╭─ 文書の抜粋

学位論文要旨



No 216619
著者(漢字) 淺野,敏久
著者(英字)
著者(カナ) アサノ,トシヒサ
標題(和) 湖沼をめぐる環境運動に関する地理学的研究
標題(洋)
報告番号 216619
報告番号 乙16619
学位授与日 2006.09.20
学位種別 論文博士
学位種類 博士(学術)
学位記番号 第16619号
研究科
専攻
論文審査委員 主査: 東京大学 教授 谷内,達
 東京大学 教授 荒井,良雄
 東京大学 教授 須貝,俊彦
 東京大学 助教授 松原,宏
 東京大学 助教授 永田,淳嗣
内容要旨 要旨を表示する

 地球規模での環境の危機がさけばれ,ローカルな場面でも環境に関わる出来事がいろいろな形で話題になる現代社会において,環境問題は,絶え間ない研究・実践が求められる極めて重要な社会的課題の1つである。学術的にも重点的に取り組むべき課題であることは言うまでもない。環境問題へのアプローチは,自然科学によるだけではなく,人文・社会科学等,さまざまな分野からなされ,総合的な検討がなされなければならない。

 環境問題は,単なる自然環境の変化(ないし今後の予想される変化)だけから構成されるものではなく,それが「問題」となるのは,ある現象・出来事が問題であると社会に発信され,広く認識・支持されることによる。この問題提起やアイディアの普及に関わる主体の1つとして,市民や住民による環境運動体の果たす役割は大きい。環境問題研究の1つの視角として,環境問題の構築過程やその担い手についての理解を深めることも,具体的な現象の理解や技術的な研究などと並んで重要である。

╰─
╭─ データ一覧

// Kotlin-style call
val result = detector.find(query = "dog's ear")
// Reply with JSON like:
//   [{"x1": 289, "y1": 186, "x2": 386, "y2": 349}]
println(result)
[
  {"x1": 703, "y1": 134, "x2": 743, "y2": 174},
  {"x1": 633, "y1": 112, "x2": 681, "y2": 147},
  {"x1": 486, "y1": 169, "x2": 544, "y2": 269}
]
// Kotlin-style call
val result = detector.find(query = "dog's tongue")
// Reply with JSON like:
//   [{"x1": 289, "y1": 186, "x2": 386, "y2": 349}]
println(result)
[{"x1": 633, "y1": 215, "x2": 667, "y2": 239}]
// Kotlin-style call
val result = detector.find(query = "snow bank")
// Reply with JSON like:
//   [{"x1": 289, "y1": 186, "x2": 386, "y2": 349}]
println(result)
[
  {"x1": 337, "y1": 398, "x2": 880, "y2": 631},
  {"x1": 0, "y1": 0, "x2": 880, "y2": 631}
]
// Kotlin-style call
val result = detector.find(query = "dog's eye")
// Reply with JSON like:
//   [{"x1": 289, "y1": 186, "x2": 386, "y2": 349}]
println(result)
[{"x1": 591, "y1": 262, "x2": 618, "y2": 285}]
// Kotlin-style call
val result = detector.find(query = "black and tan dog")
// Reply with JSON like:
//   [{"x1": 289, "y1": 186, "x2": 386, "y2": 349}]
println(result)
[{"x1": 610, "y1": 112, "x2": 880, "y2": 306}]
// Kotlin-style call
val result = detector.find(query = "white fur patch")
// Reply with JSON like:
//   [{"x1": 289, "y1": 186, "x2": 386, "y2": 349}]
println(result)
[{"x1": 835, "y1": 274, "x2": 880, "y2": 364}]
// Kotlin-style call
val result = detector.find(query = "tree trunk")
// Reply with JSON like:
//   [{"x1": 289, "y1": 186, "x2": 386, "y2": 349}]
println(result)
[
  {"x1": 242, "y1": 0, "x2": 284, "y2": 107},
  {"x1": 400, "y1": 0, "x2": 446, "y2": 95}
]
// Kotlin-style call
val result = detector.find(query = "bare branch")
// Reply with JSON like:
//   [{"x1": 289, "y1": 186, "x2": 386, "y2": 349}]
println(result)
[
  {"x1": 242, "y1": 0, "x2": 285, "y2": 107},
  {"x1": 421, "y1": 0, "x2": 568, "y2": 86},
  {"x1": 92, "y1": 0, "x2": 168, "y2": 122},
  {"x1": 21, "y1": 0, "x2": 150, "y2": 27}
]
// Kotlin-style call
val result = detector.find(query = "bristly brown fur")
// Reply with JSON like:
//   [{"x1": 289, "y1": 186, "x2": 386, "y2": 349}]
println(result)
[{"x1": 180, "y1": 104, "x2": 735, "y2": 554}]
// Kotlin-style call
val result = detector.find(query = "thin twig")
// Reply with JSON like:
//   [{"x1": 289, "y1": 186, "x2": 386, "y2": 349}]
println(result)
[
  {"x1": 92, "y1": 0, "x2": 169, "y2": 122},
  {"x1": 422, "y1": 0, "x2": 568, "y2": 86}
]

╰─

> **課題の内容**
(a)〜(c)が学位論文要旨と一致するかを「はい」か「いいえ」で答え、判断の決め手となる本文の語句を正確に引用せよ。(a) 学位授与日は2006年9月20日である。(b) 論文審査委員の主査は荒井良雄である。(c) 環境問題へのアプローチは自然科学だけによるべきだとしている。 データは使わなくてよい。

> **記述解答**
(a) はい。「学位授与日 2006.09.20」
(b) いいえ。「主査: 東京大学 教授 谷内,達」
(c) いいえ。「自然科学によるだけではなく,人文・社会科学等,さまざまな分野からなされ」